STATED EXERCISE:
Update the entries below by replacing "Detection result" with "Predicted boxes" wherever it occurs and leaving every other line unchanged. Leave the pictures out of your answer.

··· EXCERPTED DATA

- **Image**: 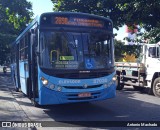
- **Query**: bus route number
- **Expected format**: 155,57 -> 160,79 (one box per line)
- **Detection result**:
55,17 -> 68,24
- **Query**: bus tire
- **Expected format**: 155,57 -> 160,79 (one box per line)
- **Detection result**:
15,86 -> 19,92
117,83 -> 124,90
31,99 -> 40,107
152,77 -> 160,97
133,86 -> 144,91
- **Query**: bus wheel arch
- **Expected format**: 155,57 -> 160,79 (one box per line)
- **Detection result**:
152,77 -> 160,97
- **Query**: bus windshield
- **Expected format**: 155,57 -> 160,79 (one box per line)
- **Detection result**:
40,31 -> 114,70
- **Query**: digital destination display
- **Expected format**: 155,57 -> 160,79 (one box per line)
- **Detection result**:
53,16 -> 104,28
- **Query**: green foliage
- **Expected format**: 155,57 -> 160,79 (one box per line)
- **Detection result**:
0,0 -> 33,65
51,0 -> 160,42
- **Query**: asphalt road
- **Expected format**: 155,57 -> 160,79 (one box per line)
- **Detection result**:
0,73 -> 160,130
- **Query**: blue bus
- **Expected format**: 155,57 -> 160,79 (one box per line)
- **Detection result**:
12,12 -> 116,106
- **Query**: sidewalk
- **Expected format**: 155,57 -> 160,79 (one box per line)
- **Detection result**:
0,72 -> 30,121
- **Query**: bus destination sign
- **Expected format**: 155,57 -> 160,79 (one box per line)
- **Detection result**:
53,17 -> 104,28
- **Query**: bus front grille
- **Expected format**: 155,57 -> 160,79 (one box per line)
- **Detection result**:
66,92 -> 101,101
63,84 -> 102,89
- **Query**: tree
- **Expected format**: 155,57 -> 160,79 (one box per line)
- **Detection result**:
0,0 -> 33,65
51,0 -> 160,42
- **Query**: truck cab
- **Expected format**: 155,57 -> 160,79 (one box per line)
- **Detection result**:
115,44 -> 160,97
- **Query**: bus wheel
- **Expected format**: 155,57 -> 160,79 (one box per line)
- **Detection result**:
133,86 -> 144,91
152,78 -> 160,97
15,86 -> 19,92
31,99 -> 40,107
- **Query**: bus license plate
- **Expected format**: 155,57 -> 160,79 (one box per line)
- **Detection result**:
78,93 -> 91,97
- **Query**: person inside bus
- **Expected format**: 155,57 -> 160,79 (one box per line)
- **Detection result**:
148,47 -> 156,58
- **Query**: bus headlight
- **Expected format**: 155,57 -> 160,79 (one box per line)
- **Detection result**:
57,86 -> 62,91
41,77 -> 48,85
103,84 -> 108,88
50,84 -> 55,89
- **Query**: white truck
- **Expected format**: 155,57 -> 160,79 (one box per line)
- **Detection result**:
115,44 -> 160,97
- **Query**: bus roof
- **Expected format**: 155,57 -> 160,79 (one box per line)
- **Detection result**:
13,12 -> 112,44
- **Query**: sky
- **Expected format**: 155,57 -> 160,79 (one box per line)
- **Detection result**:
27,0 -> 125,41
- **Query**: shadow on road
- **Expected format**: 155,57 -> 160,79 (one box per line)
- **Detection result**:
0,72 -> 160,126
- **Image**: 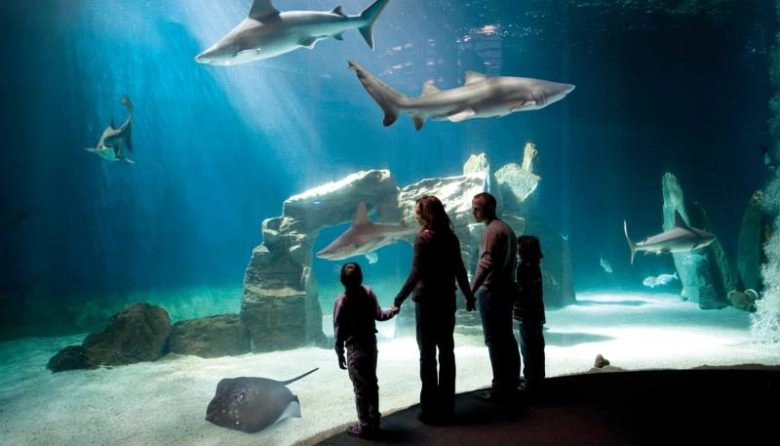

······

WRITTEN RESPONSE:
- **Image**: 
- **Query**: bus route number
- **Expected format**: 155,57 -> 160,79 (one box per line)
- **Predicted boxes**:
55,17 -> 68,24
- **Query**: bus tire
- **Expected format**: 155,57 -> 160,79 (one box per line)
- **Predicted boxes**:
15,86 -> 19,92
117,83 -> 124,90
31,99 -> 40,107
152,77 -> 160,97
133,86 -> 144,91
- **Query**: bus wheel arch
- **Expected format**: 155,57 -> 160,79 (one box per line)
- **Predicted boxes**:
152,77 -> 160,97
- **Query**: bus windshield
- **Expected format**: 155,57 -> 160,79 (one box per line)
- **Predicted boxes**:
40,31 -> 114,70
- **Query**: digital destination display
- **Expected format**: 155,57 -> 160,79 (one box per line)
- **Predicted boxes**:
53,16 -> 104,28
- **Query**: green foliage
- **Expected format**: 155,57 -> 160,79 (one box per line)
- **Predicted boxes**:
0,0 -> 33,65
51,0 -> 160,42
- **Query**: asphalt road
- **Expected format**: 155,57 -> 160,79 (one box per line)
- **Predicted boxes**:
0,73 -> 160,130
- **Query**: blue bus
- **Expected format**: 155,57 -> 160,79 (one box per line)
- **Predicted boxes**:
12,12 -> 116,106
- **Query**: sidewalk
- **Expected format**: 155,57 -> 160,79 (one box per line)
- **Predicted boxes**:
0,72 -> 30,121
- **Query**: bus destination sign
- **Expected format**: 155,57 -> 160,79 (one box per line)
- **Predicted boxes**:
53,17 -> 104,28
- **Query**: bus front grille
- **Expected format**: 155,57 -> 160,79 (one box per line)
- **Predicted boxes**:
66,92 -> 101,101
63,84 -> 102,89
- **Query**: tree
- **Expected format**: 155,57 -> 160,79 (one box per line)
- **Predicted boxes**:
0,0 -> 33,65
51,0 -> 160,42
- **Query**: truck cab
- **Expected format**: 155,57 -> 160,79 (one box per line)
- **Predicted boxes**:
115,44 -> 160,97
- **Query**: bus wheel
- **Expected format**: 155,57 -> 160,79 (one box per line)
- **Predicted boxes**:
133,86 -> 144,91
152,78 -> 160,97
15,86 -> 19,92
31,99 -> 40,107
- **Query**: bus license plate
- **Expected format**: 155,57 -> 160,79 (one box per line)
- **Predicted boxes**:
78,93 -> 91,97
- **Query**: person inside bus
- **Expected format**: 155,57 -> 160,79 (one box per line)
- **Predicted boxes**:
148,47 -> 156,58
- **Query**: bus headlight
- **Expected format**: 155,57 -> 160,79 (one box per line)
- **Predicted boxes**:
57,86 -> 62,91
41,77 -> 48,85
103,84 -> 108,88
50,84 -> 55,89
- **Query**: white truck
- **Expected format**: 155,57 -> 160,79 (one box per line)
- **Predicted boxes**:
115,44 -> 160,97
- **Query**: bus roof
- **Expected format**: 155,57 -> 160,79 (one box per line)
- **Predicted boxes**:
13,12 -> 112,44
- **Query**: sky
- **Expected format**: 155,57 -> 160,79 (one box per line)
- **Predicted boxes**:
27,0 -> 125,41
- **Query**: shadow on road
- **Expected format**: 155,57 -> 160,79 (one box per line)
- **Predicted boxes**:
0,72 -> 160,126
- **Image**: 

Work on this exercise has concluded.